→ Tarefa
Segundo o excerto sobre a impugnação de liquidações de AIMI, qual é o prazo fixado no n.º 1 do artigo 134.º do CPPT para impugnar os atos de fixação dos valores patrimoniais?

→ Excerto do documento
47.  O Requerente vem impugnar os actos de liquidação de AIMI de 2017, 2018 e 2019, com fundamento em erros nos actos de fixação dos VPTs dos prédios sobre que incidiu o imposto, pelo que é necessário averiguar os seguintes pontos: 

a) Questão da possibilidade de impugnar liquidações AIMI com fundamento e vícios de actos de fixação de valores patrimoniais; 

b) Questão da admissibilidade de revisão oficiosa dos actos de avaliação de valores patrimoniais.

Questão da possibilidade de impugnar liquidações de AIMI com fundamento em vícios de actos de fixação de valores patrimoniais.

48.  Antes de mais, é necessário esclarecer se os vícios de actos de avaliação de valores patrimoniais podem ser invocados em impugnação de actos de liquidação de AIMI que os têm como pressupostos. 

49.  A AT defende globalmente o seguinte: “não é, nem legal, nem admissível, a apreciação da correção do VPT em sede de impugnação do acto de liquidação, ou da decisão de indeferimento tácito que não se pronuncie sobre o acto de liquidação”. Afigura-se correto este entendimento da AT. 

50.  Por força do preceituado no artigo 15.º do CIMI a avaliação dos prédios urbanos é direta e, por isso, ela é «suscetível, nos termos da lei, de impugnação contenciosa direta».

51.  Nos termos do n.º 2 do mesmo artigo 86.º da LGT, «a impugnação da avaliação direta depende do esgotamento dos meios administrativos previstos para a sua revisão». Os termos da impugnação da avaliação direta de valores patrimoniais constam do artigo 134.º do CPPT em que se estabelece que: – «os actos de fixação dos valores patrimoniais podem ser impugnados, no prazo de três meses após a sua notificação ao contribuinte, com fundamento em qualquer ilegalidade» (n.º 1); e – «a impugnação referida neste artigo não tem efeito suspensivo e só poderá ter lugar depois de esgotados os meios graciosos previstos no procedimento de avaliação» (n.º 7). 

52.  Como decorre do n.º 1 do artigo 134.º, ao fixar um prazo especial de três meses para impugnação de actos de fixação de valores patrimoniais e do n.º 7 do mesmo artigo, ao exigir o esgotamento dos meios graciosos, está afastada a possibilidade de essa impugnação se fazer, por via indireta, na sequência da notificação de atos de liquidação que a tenham como pressuposto, como são os de AIMI, sem observância do prazo de impugnação referido e sem esgotamento dos meios de revisão previstos no procedimento de avaliação.

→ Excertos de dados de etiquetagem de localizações
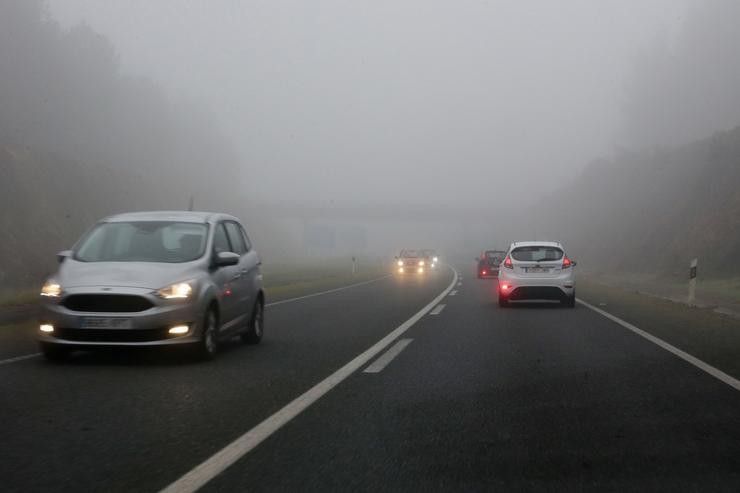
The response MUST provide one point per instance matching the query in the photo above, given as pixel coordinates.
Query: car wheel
(208, 344)
(570, 301)
(253, 335)
(54, 352)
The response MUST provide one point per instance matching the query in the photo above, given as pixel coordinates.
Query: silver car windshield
(144, 241)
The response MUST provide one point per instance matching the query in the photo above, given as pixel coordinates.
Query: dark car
(488, 263)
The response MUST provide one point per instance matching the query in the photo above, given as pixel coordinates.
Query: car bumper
(144, 328)
(530, 288)
(412, 270)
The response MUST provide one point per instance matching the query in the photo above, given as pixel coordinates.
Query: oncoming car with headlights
(154, 279)
(431, 258)
(537, 270)
(411, 262)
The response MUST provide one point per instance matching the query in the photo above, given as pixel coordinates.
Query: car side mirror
(64, 254)
(224, 259)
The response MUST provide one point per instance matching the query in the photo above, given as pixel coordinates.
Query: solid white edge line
(341, 288)
(384, 360)
(438, 309)
(217, 463)
(718, 374)
(18, 358)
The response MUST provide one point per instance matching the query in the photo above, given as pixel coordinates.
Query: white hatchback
(537, 270)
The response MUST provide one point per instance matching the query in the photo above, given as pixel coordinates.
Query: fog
(357, 128)
(364, 102)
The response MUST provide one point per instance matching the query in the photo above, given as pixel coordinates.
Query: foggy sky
(394, 101)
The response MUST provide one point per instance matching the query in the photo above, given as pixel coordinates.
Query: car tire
(208, 345)
(570, 301)
(256, 328)
(54, 352)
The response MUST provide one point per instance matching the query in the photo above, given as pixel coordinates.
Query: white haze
(395, 102)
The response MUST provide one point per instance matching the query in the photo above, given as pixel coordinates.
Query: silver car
(154, 279)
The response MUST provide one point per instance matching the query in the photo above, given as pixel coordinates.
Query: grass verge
(701, 332)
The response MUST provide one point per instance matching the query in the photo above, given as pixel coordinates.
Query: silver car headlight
(51, 289)
(177, 291)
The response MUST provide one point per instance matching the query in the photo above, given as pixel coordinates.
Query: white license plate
(105, 323)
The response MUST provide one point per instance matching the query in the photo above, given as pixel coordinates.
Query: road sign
(692, 282)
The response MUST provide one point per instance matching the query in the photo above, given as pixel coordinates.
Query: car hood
(148, 275)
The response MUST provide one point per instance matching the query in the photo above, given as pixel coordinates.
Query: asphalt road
(533, 397)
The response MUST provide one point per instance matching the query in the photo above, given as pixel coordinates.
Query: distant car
(537, 270)
(411, 262)
(488, 263)
(431, 258)
(154, 279)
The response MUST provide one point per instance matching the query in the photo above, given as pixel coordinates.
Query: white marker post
(692, 282)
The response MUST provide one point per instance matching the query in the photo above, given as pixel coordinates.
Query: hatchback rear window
(536, 253)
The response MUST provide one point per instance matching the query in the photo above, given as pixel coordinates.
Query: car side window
(220, 240)
(246, 238)
(236, 237)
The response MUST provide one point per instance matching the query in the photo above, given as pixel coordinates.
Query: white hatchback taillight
(508, 263)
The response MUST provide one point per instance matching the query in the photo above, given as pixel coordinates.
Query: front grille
(537, 293)
(106, 303)
(112, 335)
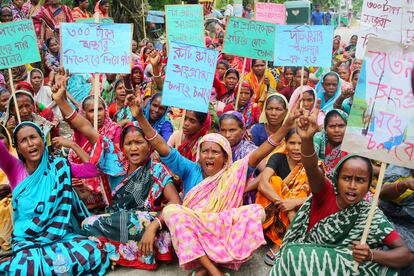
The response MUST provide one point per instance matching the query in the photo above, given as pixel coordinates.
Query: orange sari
(295, 185)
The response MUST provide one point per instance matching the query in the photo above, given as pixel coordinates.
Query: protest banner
(189, 77)
(18, 46)
(249, 38)
(96, 48)
(185, 24)
(303, 45)
(381, 121)
(382, 19)
(270, 12)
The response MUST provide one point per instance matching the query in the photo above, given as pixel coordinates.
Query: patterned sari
(212, 220)
(137, 200)
(47, 216)
(326, 248)
(295, 185)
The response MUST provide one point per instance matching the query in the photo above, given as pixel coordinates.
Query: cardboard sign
(381, 122)
(185, 24)
(249, 38)
(303, 45)
(189, 77)
(270, 12)
(96, 48)
(18, 44)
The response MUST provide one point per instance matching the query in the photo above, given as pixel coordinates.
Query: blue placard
(96, 48)
(189, 77)
(303, 45)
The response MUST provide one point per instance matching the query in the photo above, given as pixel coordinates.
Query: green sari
(326, 249)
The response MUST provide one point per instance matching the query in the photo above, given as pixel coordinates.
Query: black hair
(127, 130)
(232, 71)
(290, 133)
(231, 117)
(367, 162)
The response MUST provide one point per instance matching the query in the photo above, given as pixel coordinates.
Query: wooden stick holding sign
(372, 209)
(16, 106)
(240, 84)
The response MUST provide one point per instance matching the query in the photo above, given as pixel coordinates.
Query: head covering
(320, 91)
(187, 149)
(272, 93)
(157, 125)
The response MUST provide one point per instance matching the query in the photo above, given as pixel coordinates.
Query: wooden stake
(372, 209)
(240, 84)
(16, 106)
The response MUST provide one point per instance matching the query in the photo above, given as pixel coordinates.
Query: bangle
(159, 222)
(71, 116)
(308, 156)
(152, 138)
(269, 139)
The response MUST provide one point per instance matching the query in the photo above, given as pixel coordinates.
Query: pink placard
(270, 12)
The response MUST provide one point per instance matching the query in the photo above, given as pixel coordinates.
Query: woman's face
(135, 147)
(330, 85)
(89, 111)
(344, 73)
(335, 129)
(156, 109)
(231, 81)
(30, 144)
(308, 100)
(36, 79)
(191, 124)
(274, 112)
(120, 92)
(245, 96)
(212, 158)
(231, 130)
(221, 69)
(293, 146)
(137, 76)
(26, 108)
(54, 46)
(355, 79)
(259, 68)
(353, 182)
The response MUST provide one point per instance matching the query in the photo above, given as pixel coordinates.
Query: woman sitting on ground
(212, 227)
(324, 236)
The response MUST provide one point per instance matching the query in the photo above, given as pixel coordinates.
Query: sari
(212, 221)
(137, 201)
(47, 216)
(259, 88)
(325, 151)
(295, 185)
(326, 248)
(90, 189)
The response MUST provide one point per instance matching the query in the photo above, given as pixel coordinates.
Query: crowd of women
(264, 168)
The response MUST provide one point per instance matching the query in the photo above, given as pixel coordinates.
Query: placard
(303, 45)
(249, 38)
(96, 48)
(189, 77)
(270, 12)
(381, 122)
(18, 45)
(185, 24)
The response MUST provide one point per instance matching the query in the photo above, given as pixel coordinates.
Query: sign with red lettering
(96, 48)
(381, 122)
(270, 12)
(189, 77)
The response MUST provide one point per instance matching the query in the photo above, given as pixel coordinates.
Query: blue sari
(47, 216)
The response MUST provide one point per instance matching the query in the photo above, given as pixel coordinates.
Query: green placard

→ Resposta completa
Três meses após a sua notificação ao contribuinte.